• Page extract:
We can hear that kind of stuff, but with this kind of perception, the perception of oneness, oneness of materiality, oneness of physical substance, becomes, impresses itself on the heart. Like, it's not just "Ooh, isn't that interesting?" It really impresses itself on the heart. It's a level of oneness that really starts to touch one's being. It's a mystical oneness, really. Even though we're talking about matter, we have that sense of the mystical -- not just connection, but oneness with all materiality, the whole earth, each other, bodies, trees, everything.
Now, there are (I don't know how many) suttas that mention the realm of infinite space. Most of them just say just that little bit, what I read to you at the beginning that the Buddha said, which is really two or three lines. There's another one, a sutta. I was a big fan of this sutta for a while when I was exploring the relationship of insight and jhāna practice. And it's a sutta in the Majjhima Nikāya, and it's called something like Ways to the Imperturbable or Conducive to the Imperturbable: Āneñjasappāya Sutta.[8] So again, we're going back to what we were talking about yesterday: insight ways of looking that open up a particular jhāna. Here, it's not so much that the insight way of looking that one employs or engages or practises is "Space is infinite." It's rather that, what the Buddha teaches, that "All sensuality and all sense perceptions," he says -- he gives three options, but it's really the third one that we're interested in. He says:
(1) "They're all dukkha. All sensuality and all sense perceptions are dukkha."
(2) Then, second one he gives: "All sensuality, all sense perceptions are impermanent."
So these are -- again, they're not just like, "Oh yeah, that's right. I shouldn't be attached," like an idea, and then we say, "Yeah, yeah, it's bad to be attached." They're views. They're insight ways of looking. I have to translate that agilely, subtly, into my way of looking in the moment, and keep looking over and over, keep sensing over and over. This is what we mean by an 'insight way of looking.' Not: the Buddha says, "All sense objects are impermanent"; it's like, "Yeah, okay, that tells me I should live, and try and not be attached." It's going to have about zero power in our life. But if we engage it as a way of looking -- I mean a subtle, meditative engagement -- this is what I mean by 'insight way of looking.' It's something very light in the consciousness. As we're looking, we're looking in a particular way. We're sensing, we're relating in a particular way, seeing, sensing in a particular way: "Impermanent -- all these things are dukkha, all of it, whatever I see." I walk around, I sit, I look at the materiality, I sense the materiality: 'impermanent, dukkha.' Then it starts to do something. And it's not that it starts to do something twenty years later -- "Maybe I'll be a little less attached!" I mean, it may well have that effect, too, but it does something now. And this, again, is what I mean by insight ways of looking. They have their power now. They bring release now. They change the perception now, if I just do it over and over and over. I'm training, I'm playing with perception over and over.
(3) But the most significant one here of the three that the Buddha gives is not the dukkha, not the impermanence, but the "It's all materiality. It's all just the four elements: earth, air, fire, and water." So again, what does that mean? It means, perhaps I do my walking meditation, or I stand outside, or I sit with my eyes open, with my eyes closed, and any sense of any sense object, I'm looking: "It's just materiality. It's just materiality." This has to mean something to me. If it doesn't mean something, then it won't work. So it has to both mean something, but also, in the looking, be incredibly light and incredibly agile. I can't have a big philosophical essay that I'm kind of pondering through and repeating. But pregnant in my just, "impermanent, impermanent," or "It's just materiality. It's just materiality" -- that one's quite an easy one, I think, but it has to encapsulate something that means something for me about its [materiality]. Then it has its power. Then it starts to have its power, and I need to sustain it. Moment after moment, I sustain it. It's a way of looking, an insight way of looking. And that insight way of looking can take me to the fifth jhāna, to the realm of infinite space. Why?

• Activity 1:
In the talk on the realm of infinite space, what is the name of the Majjhima Nikāya sutta that is mentioned?
• Activity 2:
Pick up the talk on the realm of infinite space after its final line and write what comes next.

(Point-per-instance localization records)
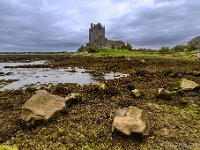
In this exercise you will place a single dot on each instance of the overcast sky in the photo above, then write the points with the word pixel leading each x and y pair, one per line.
pixel 52 25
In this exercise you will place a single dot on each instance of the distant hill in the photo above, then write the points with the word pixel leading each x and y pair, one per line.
pixel 195 42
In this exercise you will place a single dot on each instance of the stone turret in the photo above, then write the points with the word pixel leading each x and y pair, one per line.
pixel 97 38
pixel 97 35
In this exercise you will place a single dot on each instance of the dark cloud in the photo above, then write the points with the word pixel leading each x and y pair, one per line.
pixel 166 25
pixel 63 25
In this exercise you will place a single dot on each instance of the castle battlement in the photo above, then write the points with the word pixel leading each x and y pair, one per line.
pixel 97 38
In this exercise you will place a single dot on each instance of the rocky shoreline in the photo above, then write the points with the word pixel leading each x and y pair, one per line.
pixel 173 122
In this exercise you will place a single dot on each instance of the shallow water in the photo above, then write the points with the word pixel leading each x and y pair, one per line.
pixel 27 76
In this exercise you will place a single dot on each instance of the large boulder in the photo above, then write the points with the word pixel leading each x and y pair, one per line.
pixel 42 106
pixel 131 120
pixel 188 85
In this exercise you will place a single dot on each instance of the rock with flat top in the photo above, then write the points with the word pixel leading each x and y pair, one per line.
pixel 42 106
pixel 137 93
pixel 163 94
pixel 188 85
pixel 131 120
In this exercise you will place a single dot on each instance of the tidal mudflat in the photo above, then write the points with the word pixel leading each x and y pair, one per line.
pixel 88 123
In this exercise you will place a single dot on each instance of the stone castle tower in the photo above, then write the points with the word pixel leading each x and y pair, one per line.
pixel 97 38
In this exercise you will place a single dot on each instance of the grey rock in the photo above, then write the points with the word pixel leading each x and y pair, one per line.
pixel 137 93
pixel 42 106
pixel 163 94
pixel 188 85
pixel 131 120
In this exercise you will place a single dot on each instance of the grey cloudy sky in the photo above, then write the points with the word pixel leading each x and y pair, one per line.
pixel 48 25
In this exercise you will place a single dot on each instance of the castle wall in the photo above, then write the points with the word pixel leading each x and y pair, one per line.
pixel 97 38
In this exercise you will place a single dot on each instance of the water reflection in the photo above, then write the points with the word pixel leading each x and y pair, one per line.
pixel 27 76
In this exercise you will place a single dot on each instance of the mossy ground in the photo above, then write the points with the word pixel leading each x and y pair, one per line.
pixel 88 124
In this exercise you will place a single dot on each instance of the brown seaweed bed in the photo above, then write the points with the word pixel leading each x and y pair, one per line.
pixel 174 124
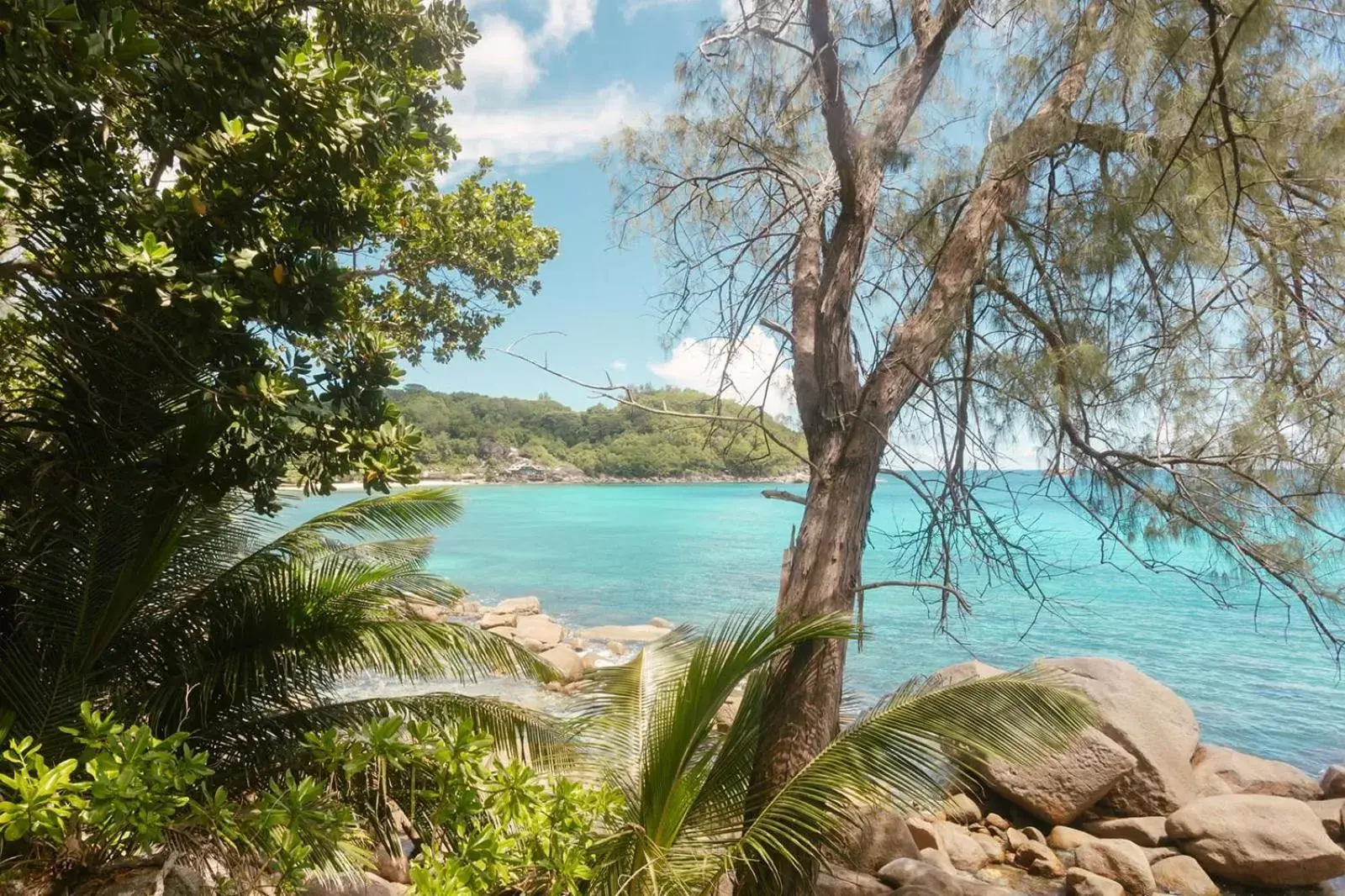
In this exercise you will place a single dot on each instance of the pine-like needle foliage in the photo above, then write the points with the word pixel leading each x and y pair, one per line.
pixel 654 730
pixel 215 620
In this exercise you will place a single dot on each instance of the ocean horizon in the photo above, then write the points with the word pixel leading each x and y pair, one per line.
pixel 1253 669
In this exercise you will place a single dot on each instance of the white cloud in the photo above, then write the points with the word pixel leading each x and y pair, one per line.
pixel 501 65
pixel 753 373
pixel 567 19
pixel 636 7
pixel 544 132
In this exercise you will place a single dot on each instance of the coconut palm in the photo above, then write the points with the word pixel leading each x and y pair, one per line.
pixel 217 620
pixel 654 730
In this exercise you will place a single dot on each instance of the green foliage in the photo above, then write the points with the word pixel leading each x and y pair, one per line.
pixel 228 219
pixel 131 794
pixel 488 826
pixel 466 432
pixel 219 622
pixel 692 810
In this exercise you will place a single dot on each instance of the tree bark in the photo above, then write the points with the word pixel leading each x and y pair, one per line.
pixel 847 421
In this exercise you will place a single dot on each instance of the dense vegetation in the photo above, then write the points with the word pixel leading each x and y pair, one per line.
pixel 468 432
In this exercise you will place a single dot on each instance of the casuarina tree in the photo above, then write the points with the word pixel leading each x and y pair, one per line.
pixel 1103 229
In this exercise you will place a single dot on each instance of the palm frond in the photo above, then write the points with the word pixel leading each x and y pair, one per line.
pixel 907 752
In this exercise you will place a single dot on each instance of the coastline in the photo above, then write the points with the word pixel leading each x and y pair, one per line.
pixel 434 481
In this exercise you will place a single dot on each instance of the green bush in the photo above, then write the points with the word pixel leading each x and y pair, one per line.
pixel 129 794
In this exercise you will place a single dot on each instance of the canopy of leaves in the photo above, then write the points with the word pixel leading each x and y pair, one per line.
pixel 467 432
pixel 689 814
pixel 1103 235
pixel 235 208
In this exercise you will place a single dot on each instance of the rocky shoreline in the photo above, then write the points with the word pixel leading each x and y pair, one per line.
pixel 1138 806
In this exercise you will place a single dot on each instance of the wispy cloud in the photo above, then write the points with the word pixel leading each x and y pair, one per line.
pixel 546 132
pixel 753 372
pixel 498 116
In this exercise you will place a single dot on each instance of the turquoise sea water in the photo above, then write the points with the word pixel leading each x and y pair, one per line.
pixel 1258 680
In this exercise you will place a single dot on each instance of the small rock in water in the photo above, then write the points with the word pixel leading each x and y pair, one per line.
pixel 1332 811
pixel 1040 860
pixel 1150 830
pixel 962 810
pixel 1064 837
pixel 1184 876
pixel 521 606
pixel 565 661
pixel 497 619
pixel 1120 860
pixel 1084 883
pixel 1221 770
pixel 938 858
pixel 1333 782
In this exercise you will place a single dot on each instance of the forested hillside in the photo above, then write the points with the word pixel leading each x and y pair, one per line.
pixel 470 434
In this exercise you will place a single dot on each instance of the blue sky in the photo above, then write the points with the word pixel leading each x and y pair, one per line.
pixel 548 82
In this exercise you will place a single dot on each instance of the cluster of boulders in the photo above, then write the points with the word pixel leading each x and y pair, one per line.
pixel 571 653
pixel 1137 806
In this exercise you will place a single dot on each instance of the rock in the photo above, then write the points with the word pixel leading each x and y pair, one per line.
pixel 1332 814
pixel 541 629
pixel 520 606
pixel 565 661
pixel 497 620
pixel 990 845
pixel 1064 784
pixel 1120 860
pixel 962 848
pixel 1084 883
pixel 360 884
pixel 634 634
pixel 1064 837
pixel 938 858
pixel 1150 830
pixel 842 882
pixel 1333 782
pixel 1221 770
pixel 392 868
pixel 1184 876
pixel 1039 860
pixel 878 837
pixel 425 609
pixel 1149 721
pixel 1253 838
pixel 923 833
pixel 962 810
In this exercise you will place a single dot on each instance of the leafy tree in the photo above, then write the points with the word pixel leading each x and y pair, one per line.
pixel 129 794
pixel 651 730
pixel 215 622
pixel 483 826
pixel 1107 229
pixel 235 210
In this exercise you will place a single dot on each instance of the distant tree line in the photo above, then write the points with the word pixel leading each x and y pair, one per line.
pixel 466 430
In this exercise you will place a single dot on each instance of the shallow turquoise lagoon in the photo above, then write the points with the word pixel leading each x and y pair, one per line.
pixel 1258 677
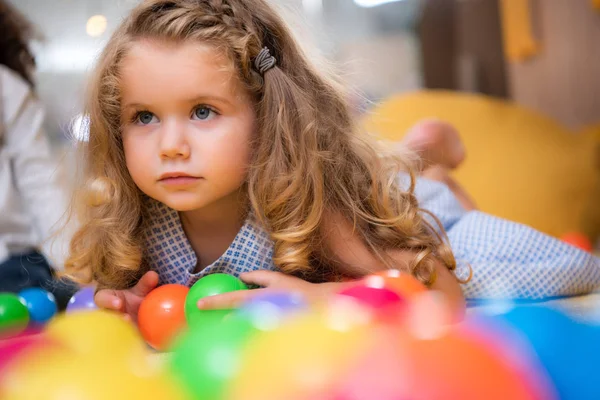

• Response 1:
The Āneñjasappāya Sutta.

• Response 2:
[inaudible response from Nicole] Yeah, so Nicole's saying, you're not attending to diversity. Yeah, that's one reason. And especially with the 'impermanent' and 'dukkha,' there's also a sense that "I'm not interested in this." It's just all materiality, all sense objects, sense perceptions are kind of not -- I'm just not interested. There's a letting go of any clinging with regard to materiality and material objects. So both for the reason Nicole said, not attending to diversity, but also this kind of -- we'll come back to this. Basically, the Buddha says: "This is worthless. This is dukkha. This is Māra's snare. This is a cancer. This is a dart, an arrow." All that's kind of in there. It doesn't need to be so -- the Buddha's a little extreme sometimes in his language. It's more just kind of like, "Hm. Hm. Meh. Meh. Meh." But very subtle, and then we're doing something very, very powerful, and this other realm can begin to open up from the insight way of looking. I haven't gone through jhānas one, two, three, four; I've gone through the insight way of looking.
In that, and in all this (both in the sense of oneness that comes, in the after-effect on perception also), if you follow that insight way of looking that I just described and the Buddha offered there, in time (certainly in the moment, but also more long-term in my life), more disidentification with the body becomes available. And again, I would say it becomes available rather than just a constant thing, because sometimes it's important to identify with the body. Of course it's important. But that view, that relationship with the body of non-identification becomes much more available through the insight way of looking, or through the after-effect on perception from the jhānic realm. They're just elements of the cosmos, just the material elements of the cosmos. And when we're eating, we're just moving elements from there to here, and then out again -- or breathing, or whatever. And again, there's a release, there's a beauty in that. If I only ever think of body and physicality like that, to me that's an impoverishment. I miss all kinds of wonderful, beautiful, important things about existence. Do you understand? I think that's really important. So that's one way it can happen.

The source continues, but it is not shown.